Reproduce the listing below with each "marker" swapped for "pin" and every other word kept the same. Omit the pictures.
^^^^
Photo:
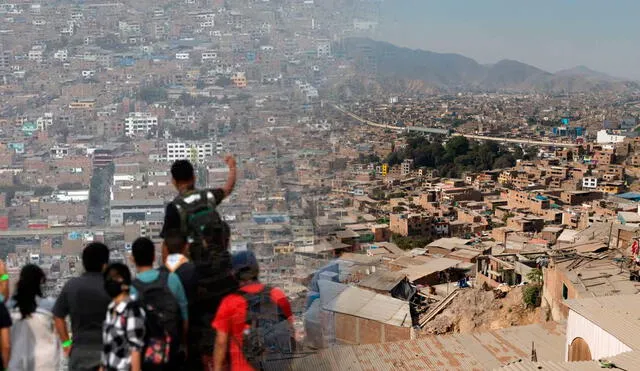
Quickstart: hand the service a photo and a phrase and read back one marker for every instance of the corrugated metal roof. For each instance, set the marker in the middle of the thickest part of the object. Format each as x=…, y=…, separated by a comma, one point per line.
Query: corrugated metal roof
x=480, y=351
x=617, y=315
x=364, y=303
x=625, y=361
x=436, y=265
x=449, y=243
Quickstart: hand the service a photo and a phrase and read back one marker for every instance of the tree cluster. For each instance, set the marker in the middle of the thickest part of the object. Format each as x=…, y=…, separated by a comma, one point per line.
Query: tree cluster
x=457, y=156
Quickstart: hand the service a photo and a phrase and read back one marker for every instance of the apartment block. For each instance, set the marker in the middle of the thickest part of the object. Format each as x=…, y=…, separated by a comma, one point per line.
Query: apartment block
x=139, y=124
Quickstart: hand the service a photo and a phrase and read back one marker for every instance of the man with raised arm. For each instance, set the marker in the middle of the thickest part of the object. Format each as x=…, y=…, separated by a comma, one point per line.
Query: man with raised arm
x=193, y=213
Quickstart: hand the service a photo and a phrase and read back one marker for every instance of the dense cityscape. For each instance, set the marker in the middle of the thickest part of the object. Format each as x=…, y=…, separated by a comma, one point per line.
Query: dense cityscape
x=412, y=226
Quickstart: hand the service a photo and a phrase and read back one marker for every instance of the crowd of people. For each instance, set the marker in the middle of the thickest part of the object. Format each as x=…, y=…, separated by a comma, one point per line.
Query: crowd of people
x=202, y=308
^^^^
● **ANSWER IN FULL**
Photo:
Quickstart: hand the service a photo and a phrase and read back one pin for every instance of the corrugated metal roof. For each instance, set the pin in the middle of the thickest part of the object. Format each as x=…, y=…, separated by a comma, one point per line.
Query: corrugated metal roof
x=480, y=351
x=617, y=315
x=364, y=303
x=625, y=361
x=436, y=265
x=449, y=243
Quickstart: hand the service a photo and a phrase and read back one pin for every instance of the tree cluster. For each instance, set the pin in the middle of the thickest part of the object. Format each as x=…, y=…, separated by a comma, one point per line.
Query: tree cluster
x=457, y=156
Quickstart: hand the service a photo and a phrase and read back one pin for every instance of the apartment block. For each instance, set the pin in the middle of the thickest part of the object. Format each as x=…, y=…, separated by a comma, one point per line.
Query: apartment block
x=139, y=124
Quickstart: hand the service a photo and a phrase and read back one pin for every instance of the man with raised arm. For each instance, set the pin in the middle of the thickest part of the object. Format each as x=…, y=…, separated by a comma, one point per line.
Query: man with raised arm
x=193, y=213
Quickstart: hand the service a photo and a phrase and read back one pin for every instance of the dense cityscape. For each instance, set the pin in the middle of the thickest part of the object. Format each as x=…, y=…, separated by a comma, one point per line.
Query: dense cityscape
x=412, y=226
Quickstart: hand the service a photo and a phrase and read back one pin for every instance of the crowd of people. For each instance, set the pin in the middle of the thickest part of the object. Format each as x=…, y=…, separated by a comma, one point per line.
Query: crowd of people
x=202, y=308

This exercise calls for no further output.